◆ EXERCISE INSTRUCTIONS: Repeat the records exactly, so that each line matches the original.

◆ INFORMATION SUPPLIED:
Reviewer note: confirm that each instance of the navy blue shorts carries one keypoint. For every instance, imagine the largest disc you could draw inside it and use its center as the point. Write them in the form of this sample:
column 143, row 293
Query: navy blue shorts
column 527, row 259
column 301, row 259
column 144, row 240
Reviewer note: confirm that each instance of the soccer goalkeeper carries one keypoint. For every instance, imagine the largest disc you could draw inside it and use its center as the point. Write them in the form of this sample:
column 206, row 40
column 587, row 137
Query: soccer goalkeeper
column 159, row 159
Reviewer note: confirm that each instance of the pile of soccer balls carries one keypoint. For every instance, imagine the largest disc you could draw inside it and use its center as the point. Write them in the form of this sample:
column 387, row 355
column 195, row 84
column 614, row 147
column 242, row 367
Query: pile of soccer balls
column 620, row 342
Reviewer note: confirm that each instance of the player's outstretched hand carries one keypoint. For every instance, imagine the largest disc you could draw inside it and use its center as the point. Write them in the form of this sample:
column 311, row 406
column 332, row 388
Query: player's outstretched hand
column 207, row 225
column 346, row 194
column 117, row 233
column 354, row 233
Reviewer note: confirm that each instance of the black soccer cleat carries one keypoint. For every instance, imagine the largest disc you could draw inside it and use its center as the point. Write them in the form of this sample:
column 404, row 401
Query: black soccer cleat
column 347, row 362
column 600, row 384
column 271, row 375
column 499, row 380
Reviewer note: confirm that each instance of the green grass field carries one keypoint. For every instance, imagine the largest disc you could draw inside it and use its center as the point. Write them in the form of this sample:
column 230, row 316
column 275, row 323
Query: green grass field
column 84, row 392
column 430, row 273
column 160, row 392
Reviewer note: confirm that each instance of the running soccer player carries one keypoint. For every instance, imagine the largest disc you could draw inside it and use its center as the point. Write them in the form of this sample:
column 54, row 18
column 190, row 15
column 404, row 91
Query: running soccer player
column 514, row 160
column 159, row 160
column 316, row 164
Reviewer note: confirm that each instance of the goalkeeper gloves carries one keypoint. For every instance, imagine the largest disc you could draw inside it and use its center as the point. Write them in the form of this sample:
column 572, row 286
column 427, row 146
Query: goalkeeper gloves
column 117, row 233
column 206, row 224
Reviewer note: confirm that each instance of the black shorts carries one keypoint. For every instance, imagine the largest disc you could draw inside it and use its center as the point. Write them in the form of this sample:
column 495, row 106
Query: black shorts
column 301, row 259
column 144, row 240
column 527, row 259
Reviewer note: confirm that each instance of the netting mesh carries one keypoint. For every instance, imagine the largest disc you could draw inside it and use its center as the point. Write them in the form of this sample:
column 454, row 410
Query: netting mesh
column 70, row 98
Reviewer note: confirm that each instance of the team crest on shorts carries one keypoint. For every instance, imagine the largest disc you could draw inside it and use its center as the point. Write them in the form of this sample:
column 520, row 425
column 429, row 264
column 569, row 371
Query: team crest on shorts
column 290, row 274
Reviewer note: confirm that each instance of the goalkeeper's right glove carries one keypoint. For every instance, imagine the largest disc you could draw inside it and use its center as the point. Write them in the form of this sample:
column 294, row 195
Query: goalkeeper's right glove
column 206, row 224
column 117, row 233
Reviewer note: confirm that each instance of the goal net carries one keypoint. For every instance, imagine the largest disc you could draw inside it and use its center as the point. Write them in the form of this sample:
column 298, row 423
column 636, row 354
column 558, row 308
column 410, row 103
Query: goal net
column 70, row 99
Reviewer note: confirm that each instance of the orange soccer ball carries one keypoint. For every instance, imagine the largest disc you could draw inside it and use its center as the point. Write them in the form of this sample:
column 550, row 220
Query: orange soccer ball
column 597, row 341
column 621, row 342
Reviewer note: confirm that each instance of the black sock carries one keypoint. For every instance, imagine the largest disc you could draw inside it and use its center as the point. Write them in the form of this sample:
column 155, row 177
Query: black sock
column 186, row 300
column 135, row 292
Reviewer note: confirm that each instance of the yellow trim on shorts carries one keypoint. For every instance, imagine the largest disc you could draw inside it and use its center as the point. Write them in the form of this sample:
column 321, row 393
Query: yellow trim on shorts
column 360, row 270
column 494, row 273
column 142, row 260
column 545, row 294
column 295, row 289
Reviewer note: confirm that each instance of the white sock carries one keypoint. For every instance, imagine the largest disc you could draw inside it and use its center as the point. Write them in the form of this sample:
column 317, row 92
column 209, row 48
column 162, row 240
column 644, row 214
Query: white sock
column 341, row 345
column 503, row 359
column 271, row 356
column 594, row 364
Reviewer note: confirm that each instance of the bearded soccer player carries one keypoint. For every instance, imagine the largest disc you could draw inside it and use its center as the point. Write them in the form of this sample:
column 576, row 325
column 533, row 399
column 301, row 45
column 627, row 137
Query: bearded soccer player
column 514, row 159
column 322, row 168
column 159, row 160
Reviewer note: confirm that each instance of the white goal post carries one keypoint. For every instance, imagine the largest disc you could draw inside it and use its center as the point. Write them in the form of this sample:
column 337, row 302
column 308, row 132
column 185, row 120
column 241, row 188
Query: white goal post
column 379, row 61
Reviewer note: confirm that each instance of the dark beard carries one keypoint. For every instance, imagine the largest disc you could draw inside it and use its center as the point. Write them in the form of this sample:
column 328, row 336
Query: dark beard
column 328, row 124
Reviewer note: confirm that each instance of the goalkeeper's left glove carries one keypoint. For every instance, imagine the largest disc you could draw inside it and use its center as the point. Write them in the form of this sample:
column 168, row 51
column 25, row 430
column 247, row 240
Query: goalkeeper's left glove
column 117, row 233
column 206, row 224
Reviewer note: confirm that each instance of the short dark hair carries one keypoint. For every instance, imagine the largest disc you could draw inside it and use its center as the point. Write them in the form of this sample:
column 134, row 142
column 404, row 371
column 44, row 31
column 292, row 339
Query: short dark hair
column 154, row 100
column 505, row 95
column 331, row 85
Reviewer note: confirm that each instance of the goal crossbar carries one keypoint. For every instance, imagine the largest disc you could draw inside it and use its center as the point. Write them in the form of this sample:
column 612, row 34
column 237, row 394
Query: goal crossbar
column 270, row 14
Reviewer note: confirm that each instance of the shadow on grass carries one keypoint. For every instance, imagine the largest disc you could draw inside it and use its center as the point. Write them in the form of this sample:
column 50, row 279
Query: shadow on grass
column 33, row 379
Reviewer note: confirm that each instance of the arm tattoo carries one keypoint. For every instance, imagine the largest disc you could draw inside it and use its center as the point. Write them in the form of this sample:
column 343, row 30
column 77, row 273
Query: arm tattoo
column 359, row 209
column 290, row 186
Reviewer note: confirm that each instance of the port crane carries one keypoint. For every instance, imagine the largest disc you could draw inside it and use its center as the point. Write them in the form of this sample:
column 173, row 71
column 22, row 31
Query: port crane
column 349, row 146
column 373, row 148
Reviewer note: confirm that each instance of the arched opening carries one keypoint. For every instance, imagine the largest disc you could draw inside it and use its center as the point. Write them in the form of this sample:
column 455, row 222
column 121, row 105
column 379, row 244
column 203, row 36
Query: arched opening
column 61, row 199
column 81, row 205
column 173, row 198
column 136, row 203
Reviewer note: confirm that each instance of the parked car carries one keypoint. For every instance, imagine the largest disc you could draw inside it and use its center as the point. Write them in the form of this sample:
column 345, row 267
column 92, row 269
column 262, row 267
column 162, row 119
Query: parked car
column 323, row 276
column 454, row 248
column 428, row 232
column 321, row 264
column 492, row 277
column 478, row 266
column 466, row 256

◆ WRITTEN RESPONSE:
Reviewer note: confirm that each instance of the navy blue shorts carries one keypoint. For every instance, imagine the largest disc you could draw inside it and use its center as the point. Write them in the form of this sample:
column 143, row 293
Query: navy blue shorts
column 527, row 259
column 301, row 259
column 144, row 240
Reviewer note: confirm that each instance of the soccer goalkeeper carries one keypoint. For every instance, imagine the largest disc you could draw inside it and use its center as the point. Write them in the form of this sample:
column 206, row 40
column 587, row 137
Query: soccer goalkeeper
column 159, row 159
Reviewer note: confirm that each instance of the pile of soccer balls carries one keypoint. For every instance, imagine the largest disc you could draw inside it and use its center as the point. Write them in the form of this sample:
column 387, row 355
column 195, row 84
column 614, row 147
column 242, row 367
Query: pile of soccer balls
column 620, row 342
Reviewer note: confirm that each instance of the player's outstretched hand carries one keypoint. For every instance, imagine the largest disc you could draw inside it and use its center as the point. Write them in the form of this sample:
column 311, row 406
column 332, row 388
Query: player's outstretched hand
column 207, row 225
column 346, row 194
column 117, row 233
column 354, row 233
Reviewer note: confirm that each instance of the black soccer cleat carries one keypoint. For every instance, imagine the largest disc you could draw inside it and use its center as the point. Write them in the form of this sample:
column 404, row 401
Query: black soccer cleat
column 347, row 362
column 600, row 384
column 271, row 375
column 499, row 380
Reviewer note: confirm that each instance of the green grass field carries one keypoint. For every instance, imagine the largest disc you could draw inside it and use its center as the point. Write them in the form of this sample:
column 230, row 316
column 275, row 323
Query: green grass field
column 84, row 392
column 430, row 273
column 160, row 392
Reviewer note: confirm that each instance of the running soccer player carries one keypoint. For every instance, imagine the largest disc you could draw inside it and use its center as the point. Write them in the form of this sample:
column 54, row 18
column 190, row 15
column 404, row 91
Query: running soccer player
column 514, row 160
column 159, row 160
column 316, row 164
Reviewer note: confirm that each instance of the goalkeeper gloves carries one keypoint. For every instance, imagine the largest disc you could draw inside it and use its center as the point. Write them in the form of this sample:
column 572, row 286
column 427, row 146
Query: goalkeeper gloves
column 117, row 233
column 206, row 224
Reviewer note: confirm that each instance of the black shorts carries one keypoint. For every instance, imagine the largest disc you could draw inside it and use its center as the point. Write them in the form of this sample:
column 495, row 106
Query: black shorts
column 301, row 259
column 144, row 240
column 527, row 259
Reviewer note: confirm that each instance of the netting mesh carries one keypoint. For every instance, imagine the largest disc you could draw inside it and use its center as the point. Write them in the form of this sample:
column 454, row 410
Query: netting mesh
column 70, row 98
Reviewer note: confirm that each instance of the team crest on shorts carries one keypoint. For every instance, imagine the largest disc you could draw inside it and use its center as the point. Write them in the form of this sample:
column 520, row 425
column 429, row 264
column 569, row 371
Query: team crest on shorts
column 290, row 274
Reviewer note: confirm that each instance of the goalkeeper's right glove carries one keypoint. For every instance, imagine the largest disc you could draw inside it and use its center as the point. Write them in the form of this sample:
column 294, row 195
Query: goalkeeper's right glove
column 206, row 224
column 117, row 233
Reviewer note: confirm that each instance of the goal net carries one keypoint. For every instance, imagine the largest disc you could draw inside it and use its center as the point. Write them in the form of this sample:
column 298, row 423
column 636, row 354
column 558, row 308
column 410, row 103
Query: goal net
column 70, row 99
Reviewer note: confirm that each instance of the orange soccer ball carries one keypoint. For every instance, imagine the largest disc you could draw inside it and use its center as the point. Write them in the form of this sample:
column 550, row 220
Query: orange soccer ball
column 597, row 341
column 621, row 342
Reviewer note: confirm that each instance of the black sock carries one keypoint. For every instance, imagine the largest disc you could draw inside it and use its center as the point. Write them in the form of this sample:
column 155, row 177
Query: black sock
column 186, row 300
column 135, row 292
Reviewer note: confirm that each instance of the yellow trim on shorts carries one keypoint. For every instance, imagine the largest disc you could draw inside it and use its center as the point. Write them in the form of this sample:
column 321, row 393
Query: yellow trim on shorts
column 360, row 270
column 494, row 273
column 142, row 260
column 545, row 294
column 295, row 289
Reviewer note: confirm that each instance of the white sock carries one keypoint. For every instance, imagine the largest disc you could draw inside it and use its center as the point. Write them in the form of this sample:
column 317, row 92
column 209, row 48
column 162, row 240
column 644, row 214
Query: white sock
column 341, row 345
column 503, row 359
column 271, row 356
column 594, row 364
Reviewer note: confirm that each instance of the bearded soccer player carries one keypoint. For every instance, imagine the largest disc you could draw inside it and use its center as the point. Write them in the form of this sample:
column 576, row 325
column 533, row 399
column 301, row 45
column 627, row 137
Query: bearded soccer player
column 514, row 159
column 322, row 168
column 159, row 160
Reviewer note: confirm that each instance of the white goal post carries one keypoint. For every instance, imagine the largest disc you could draw inside it and use its center as the point. Write them in the form of this sample:
column 337, row 302
column 308, row 132
column 185, row 120
column 241, row 188
Query: white goal post
column 379, row 61
Reviewer note: confirm that each instance of the dark beard carries one keypoint. For every instance, imagine the largest disc you could draw inside it and use its center as the point. Write them in the form of this sample:
column 328, row 336
Query: dark beard
column 328, row 124
Reviewer note: confirm that each instance of the goalkeeper's left glove carries one keypoint. For every instance, imagine the largest disc you could draw inside it and use its center as the point. Write them in the form of this sample:
column 168, row 51
column 25, row 430
column 247, row 240
Query: goalkeeper's left glove
column 117, row 233
column 206, row 224
Reviewer note: confirm that each instance of the short dark hair carries one keypoint. For every instance, imagine the largest disc you could draw inside it and use its center as the point. Write them in the form of this sample:
column 134, row 142
column 404, row 371
column 44, row 31
column 292, row 339
Query: short dark hair
column 154, row 100
column 505, row 95
column 331, row 85
Reviewer note: confirm that each instance of the goal crossbar carries one keypoint. For every instance, imagine the largest disc you could draw inside it and use its center as the point. Write them in the form of this sample:
column 612, row 34
column 237, row 394
Query: goal crossbar
column 270, row 14
Reviewer note: confirm that each instance of the shadow on grass carries one keypoint. For every instance, imagine the largest disc you could draw inside it and use its center as the point. Write them in the form of this sample:
column 50, row 279
Query: shadow on grass
column 33, row 379
Reviewer note: confirm that each instance of the arm tattoo carries one keypoint. For every instance, imagine the largest disc you could draw inside it and use its center as the point. Write them in the form of this sample:
column 343, row 30
column 77, row 273
Query: arm tattoo
column 359, row 209
column 290, row 186
Reviewer note: confirm that each instance of the port crane carries one keypoint. For every instance, imagine the largest disc you could draw inside it and use its center as the point. Write them in the form of this sample:
column 173, row 71
column 22, row 31
Query: port crane
column 349, row 146
column 373, row 148
Reviewer note: confirm that each instance of the arched opening carries one keypoint. For every instance, imagine the largest disc you could draw inside it and use its center as the point. Write them in the form of this sample:
column 455, row 222
column 121, row 105
column 379, row 244
column 203, row 36
Query: arched opening
column 61, row 199
column 81, row 205
column 173, row 198
column 136, row 203
Reviewer note: confirm that each instance of the parked car carries one keypoint. For every instance, imagine the largest disc you could draw inside it and use its center as the point. Write them in the form of this sample:
column 345, row 267
column 92, row 269
column 262, row 267
column 162, row 119
Query: parked car
column 323, row 276
column 454, row 248
column 428, row 232
column 321, row 264
column 492, row 277
column 478, row 266
column 466, row 256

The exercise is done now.